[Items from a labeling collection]
============================================================

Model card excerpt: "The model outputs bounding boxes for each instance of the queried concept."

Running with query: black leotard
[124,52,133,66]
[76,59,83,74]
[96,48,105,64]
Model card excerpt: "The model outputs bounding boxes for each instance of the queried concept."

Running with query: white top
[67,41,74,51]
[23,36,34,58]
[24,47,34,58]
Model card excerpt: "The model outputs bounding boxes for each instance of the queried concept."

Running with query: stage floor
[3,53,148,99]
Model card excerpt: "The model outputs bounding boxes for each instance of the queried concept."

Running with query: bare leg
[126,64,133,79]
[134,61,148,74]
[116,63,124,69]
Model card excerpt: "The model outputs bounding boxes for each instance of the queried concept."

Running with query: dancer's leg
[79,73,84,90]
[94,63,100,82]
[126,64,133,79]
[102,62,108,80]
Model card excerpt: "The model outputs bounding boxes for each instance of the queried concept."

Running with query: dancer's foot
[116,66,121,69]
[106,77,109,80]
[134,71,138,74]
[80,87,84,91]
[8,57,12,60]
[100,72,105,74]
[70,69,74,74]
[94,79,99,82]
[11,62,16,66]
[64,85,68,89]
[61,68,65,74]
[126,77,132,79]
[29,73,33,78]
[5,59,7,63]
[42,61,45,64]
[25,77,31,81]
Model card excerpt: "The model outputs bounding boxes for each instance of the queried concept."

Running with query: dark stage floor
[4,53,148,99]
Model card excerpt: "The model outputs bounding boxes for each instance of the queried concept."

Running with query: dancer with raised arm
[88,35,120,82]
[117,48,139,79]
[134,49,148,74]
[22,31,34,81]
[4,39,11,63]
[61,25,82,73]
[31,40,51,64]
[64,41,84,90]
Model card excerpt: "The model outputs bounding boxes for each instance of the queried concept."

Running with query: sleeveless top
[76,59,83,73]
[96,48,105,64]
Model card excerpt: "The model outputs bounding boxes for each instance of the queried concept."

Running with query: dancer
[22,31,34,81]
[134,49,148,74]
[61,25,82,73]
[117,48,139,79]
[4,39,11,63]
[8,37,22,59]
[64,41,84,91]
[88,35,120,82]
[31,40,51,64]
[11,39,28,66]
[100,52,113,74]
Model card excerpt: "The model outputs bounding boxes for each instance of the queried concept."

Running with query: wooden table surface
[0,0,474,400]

============================================================

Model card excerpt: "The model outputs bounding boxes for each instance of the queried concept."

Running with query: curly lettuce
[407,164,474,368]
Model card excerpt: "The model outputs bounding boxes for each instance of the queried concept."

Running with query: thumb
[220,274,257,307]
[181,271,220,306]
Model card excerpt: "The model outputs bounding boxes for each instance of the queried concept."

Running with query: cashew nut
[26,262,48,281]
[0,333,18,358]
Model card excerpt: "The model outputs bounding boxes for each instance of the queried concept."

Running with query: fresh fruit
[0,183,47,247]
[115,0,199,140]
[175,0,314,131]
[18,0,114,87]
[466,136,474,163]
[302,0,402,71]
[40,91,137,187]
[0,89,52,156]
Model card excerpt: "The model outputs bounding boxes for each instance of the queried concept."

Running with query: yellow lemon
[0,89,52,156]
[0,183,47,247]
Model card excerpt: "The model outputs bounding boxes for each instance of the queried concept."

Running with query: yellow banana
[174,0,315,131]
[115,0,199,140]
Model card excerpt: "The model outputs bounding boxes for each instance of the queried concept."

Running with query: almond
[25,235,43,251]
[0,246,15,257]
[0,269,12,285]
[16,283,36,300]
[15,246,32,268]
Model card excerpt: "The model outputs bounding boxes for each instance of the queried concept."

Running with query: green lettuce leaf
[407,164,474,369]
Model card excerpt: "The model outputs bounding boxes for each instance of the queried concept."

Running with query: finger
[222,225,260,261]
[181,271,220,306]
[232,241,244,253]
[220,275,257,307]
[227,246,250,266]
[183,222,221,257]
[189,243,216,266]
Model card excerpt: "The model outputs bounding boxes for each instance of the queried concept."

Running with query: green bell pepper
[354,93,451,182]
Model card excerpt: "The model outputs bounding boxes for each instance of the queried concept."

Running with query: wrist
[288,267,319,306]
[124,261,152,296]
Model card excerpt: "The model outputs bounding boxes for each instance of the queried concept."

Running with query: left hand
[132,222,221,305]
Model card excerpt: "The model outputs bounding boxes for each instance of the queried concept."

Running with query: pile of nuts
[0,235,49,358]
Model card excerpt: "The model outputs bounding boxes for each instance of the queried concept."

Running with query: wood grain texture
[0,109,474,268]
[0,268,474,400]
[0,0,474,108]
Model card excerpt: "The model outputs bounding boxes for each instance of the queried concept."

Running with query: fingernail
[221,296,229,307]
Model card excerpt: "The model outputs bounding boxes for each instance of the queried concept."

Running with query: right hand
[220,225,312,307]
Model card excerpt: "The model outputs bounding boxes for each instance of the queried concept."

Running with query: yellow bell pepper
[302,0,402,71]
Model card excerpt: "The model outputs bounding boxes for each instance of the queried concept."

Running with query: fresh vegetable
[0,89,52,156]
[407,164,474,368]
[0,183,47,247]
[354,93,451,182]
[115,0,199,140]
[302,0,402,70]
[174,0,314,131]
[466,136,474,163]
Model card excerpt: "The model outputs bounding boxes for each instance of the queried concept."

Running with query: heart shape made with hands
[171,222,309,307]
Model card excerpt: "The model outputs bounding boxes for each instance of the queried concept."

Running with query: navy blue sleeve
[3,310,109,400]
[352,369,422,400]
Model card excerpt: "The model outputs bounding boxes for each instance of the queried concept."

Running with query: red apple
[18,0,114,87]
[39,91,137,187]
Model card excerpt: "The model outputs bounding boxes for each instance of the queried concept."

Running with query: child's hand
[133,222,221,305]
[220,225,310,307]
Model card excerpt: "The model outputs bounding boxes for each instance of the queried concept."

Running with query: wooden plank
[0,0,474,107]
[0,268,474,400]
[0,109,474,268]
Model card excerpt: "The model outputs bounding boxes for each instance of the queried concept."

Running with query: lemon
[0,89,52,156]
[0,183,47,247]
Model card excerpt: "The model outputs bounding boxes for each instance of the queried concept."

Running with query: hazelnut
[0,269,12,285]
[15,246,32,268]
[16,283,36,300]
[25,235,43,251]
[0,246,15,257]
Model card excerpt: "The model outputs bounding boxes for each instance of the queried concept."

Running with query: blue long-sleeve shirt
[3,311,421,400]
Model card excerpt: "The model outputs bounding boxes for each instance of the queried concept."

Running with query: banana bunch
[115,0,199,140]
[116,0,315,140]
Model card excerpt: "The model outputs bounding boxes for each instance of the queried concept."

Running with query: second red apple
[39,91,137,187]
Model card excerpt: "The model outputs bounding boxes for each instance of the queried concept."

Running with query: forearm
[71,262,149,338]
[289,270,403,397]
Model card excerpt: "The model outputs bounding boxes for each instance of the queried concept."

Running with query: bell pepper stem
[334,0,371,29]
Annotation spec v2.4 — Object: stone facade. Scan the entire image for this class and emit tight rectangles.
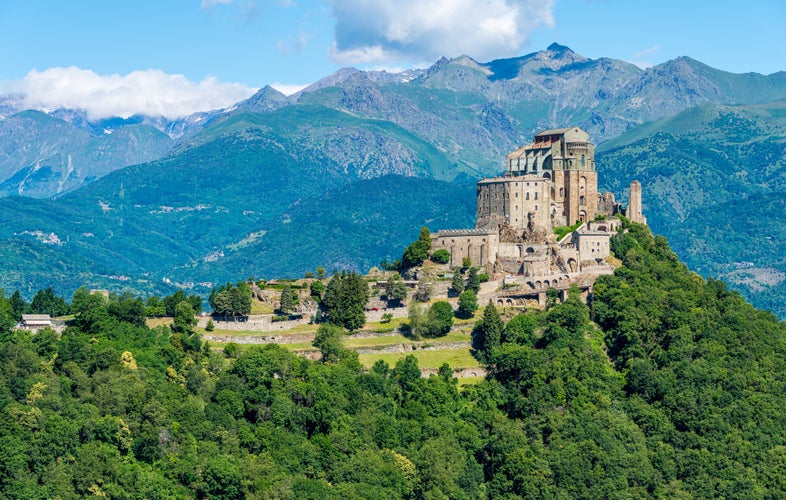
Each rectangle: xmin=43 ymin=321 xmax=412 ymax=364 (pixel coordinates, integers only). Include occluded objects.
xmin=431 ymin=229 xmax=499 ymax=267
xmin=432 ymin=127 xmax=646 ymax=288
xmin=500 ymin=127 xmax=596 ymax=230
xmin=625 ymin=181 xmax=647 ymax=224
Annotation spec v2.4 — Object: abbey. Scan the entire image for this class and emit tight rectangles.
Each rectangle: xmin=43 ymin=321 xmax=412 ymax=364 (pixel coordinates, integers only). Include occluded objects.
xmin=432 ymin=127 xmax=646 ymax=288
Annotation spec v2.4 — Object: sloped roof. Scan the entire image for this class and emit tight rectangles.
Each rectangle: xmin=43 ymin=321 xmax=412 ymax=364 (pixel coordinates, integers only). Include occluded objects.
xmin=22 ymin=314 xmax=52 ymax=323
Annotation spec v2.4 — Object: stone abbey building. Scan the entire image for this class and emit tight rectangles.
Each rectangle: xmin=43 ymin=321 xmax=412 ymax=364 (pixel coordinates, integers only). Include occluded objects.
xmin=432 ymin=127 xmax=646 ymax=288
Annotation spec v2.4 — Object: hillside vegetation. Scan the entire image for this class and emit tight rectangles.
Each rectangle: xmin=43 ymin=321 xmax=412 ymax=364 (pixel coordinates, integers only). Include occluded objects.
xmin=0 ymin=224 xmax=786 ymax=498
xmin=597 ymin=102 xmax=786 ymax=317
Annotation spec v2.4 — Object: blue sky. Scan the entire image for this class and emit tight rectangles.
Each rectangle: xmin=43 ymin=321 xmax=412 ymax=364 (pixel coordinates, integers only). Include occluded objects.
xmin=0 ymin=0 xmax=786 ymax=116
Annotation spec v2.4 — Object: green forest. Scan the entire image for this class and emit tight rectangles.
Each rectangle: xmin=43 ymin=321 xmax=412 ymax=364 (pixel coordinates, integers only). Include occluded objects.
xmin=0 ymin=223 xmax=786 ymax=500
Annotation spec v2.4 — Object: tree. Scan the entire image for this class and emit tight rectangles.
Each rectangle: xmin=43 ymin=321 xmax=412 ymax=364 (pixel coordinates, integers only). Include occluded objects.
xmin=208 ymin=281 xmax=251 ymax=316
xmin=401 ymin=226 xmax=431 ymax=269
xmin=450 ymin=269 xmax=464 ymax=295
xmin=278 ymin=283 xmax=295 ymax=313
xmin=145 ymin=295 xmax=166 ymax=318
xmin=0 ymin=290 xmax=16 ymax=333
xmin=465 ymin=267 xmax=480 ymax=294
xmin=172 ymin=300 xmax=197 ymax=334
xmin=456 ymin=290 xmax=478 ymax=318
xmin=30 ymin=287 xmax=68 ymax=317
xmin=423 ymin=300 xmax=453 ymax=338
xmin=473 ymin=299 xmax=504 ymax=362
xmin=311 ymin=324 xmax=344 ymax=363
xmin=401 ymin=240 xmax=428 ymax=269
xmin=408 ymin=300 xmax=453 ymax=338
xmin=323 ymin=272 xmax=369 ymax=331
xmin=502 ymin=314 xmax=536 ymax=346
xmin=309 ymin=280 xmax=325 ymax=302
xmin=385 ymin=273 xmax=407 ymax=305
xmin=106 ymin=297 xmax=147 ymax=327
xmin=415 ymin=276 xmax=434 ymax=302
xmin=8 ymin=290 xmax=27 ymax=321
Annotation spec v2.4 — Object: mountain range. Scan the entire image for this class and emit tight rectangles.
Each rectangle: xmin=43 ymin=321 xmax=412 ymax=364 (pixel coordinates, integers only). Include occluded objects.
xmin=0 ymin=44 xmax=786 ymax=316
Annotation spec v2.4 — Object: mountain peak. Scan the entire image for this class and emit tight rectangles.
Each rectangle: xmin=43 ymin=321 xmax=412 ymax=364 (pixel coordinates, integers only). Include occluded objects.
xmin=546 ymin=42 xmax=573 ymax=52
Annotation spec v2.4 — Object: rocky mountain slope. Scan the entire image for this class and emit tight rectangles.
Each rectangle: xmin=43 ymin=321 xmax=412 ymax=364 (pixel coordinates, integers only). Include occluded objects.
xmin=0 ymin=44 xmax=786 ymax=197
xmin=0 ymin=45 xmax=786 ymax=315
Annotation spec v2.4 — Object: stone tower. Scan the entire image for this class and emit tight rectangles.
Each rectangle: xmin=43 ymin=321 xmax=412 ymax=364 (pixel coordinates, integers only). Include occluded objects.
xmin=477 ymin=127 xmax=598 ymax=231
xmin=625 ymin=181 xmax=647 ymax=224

============================================================

# TASK OBJECTIVE
Filter the items above and copy every line that contains the string "dancer".

# TASK SOLUTION
Running with query: dancer's leg
Running with query: dancer's foot
Running with query: dancer with raised arm
Running with query: dancer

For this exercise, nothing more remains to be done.